Filter the items below down to the lines that contain the string "SHOULD", and copy each such line in full.

Data for this exercise =>
- - -

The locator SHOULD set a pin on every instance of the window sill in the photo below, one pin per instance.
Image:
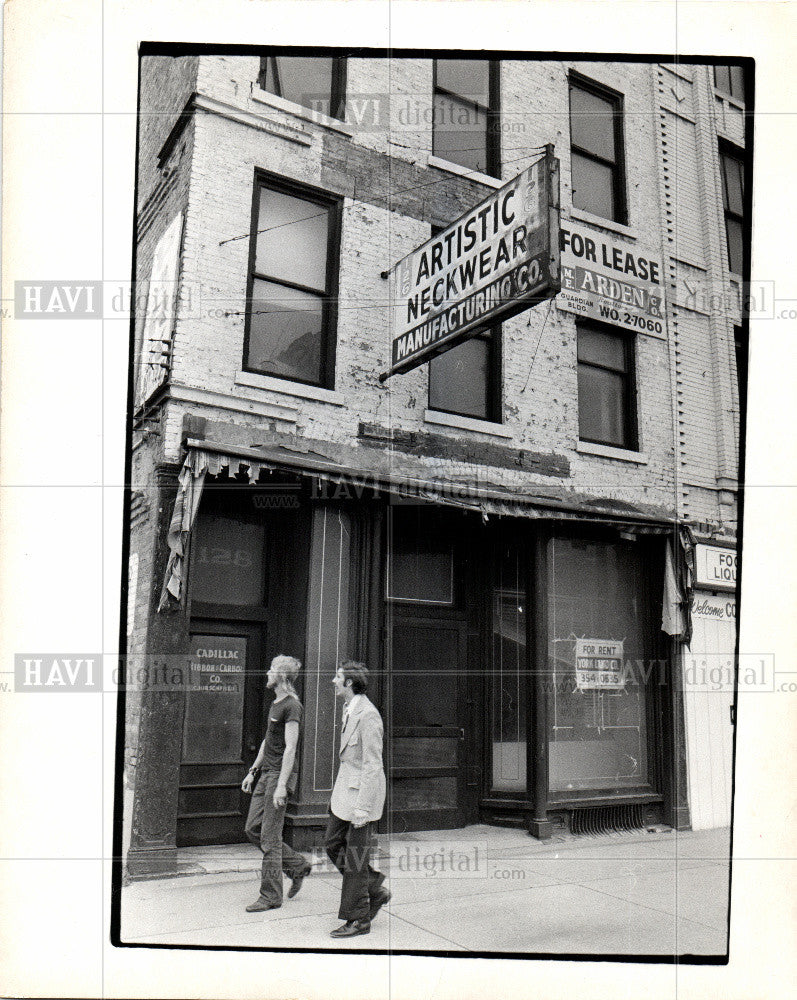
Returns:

- - -

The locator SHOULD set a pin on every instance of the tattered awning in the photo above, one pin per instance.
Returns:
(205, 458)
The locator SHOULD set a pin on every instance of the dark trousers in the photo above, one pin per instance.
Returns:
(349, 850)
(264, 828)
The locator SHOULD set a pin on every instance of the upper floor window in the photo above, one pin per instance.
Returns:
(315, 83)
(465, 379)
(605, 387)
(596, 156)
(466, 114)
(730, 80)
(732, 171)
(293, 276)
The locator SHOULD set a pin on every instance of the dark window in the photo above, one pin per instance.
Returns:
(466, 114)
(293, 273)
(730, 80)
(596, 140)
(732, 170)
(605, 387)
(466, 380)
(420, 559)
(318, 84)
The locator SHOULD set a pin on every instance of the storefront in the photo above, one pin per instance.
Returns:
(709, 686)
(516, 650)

- - -

Solution =>
The locator SHOULD set a pin on every instance of the window sill in the photo below, one pin per instance.
The locator SHOULD set a pin on every instance of the tattered awning in the photo above, one pin per instance.
The locator SHOULD set a pin on every instance of the dark trousers in the photo above, one pin per instance.
The locator SHOULD set a pin on every instance of the upper floor window in the photo above, one pin per instance.
The locator SHOULD set a pin on every instance of the dark window in the photo above, one pin per instance.
The locator SHOULD set a pin on every instance of the storefront in the photo above, one pin per instance.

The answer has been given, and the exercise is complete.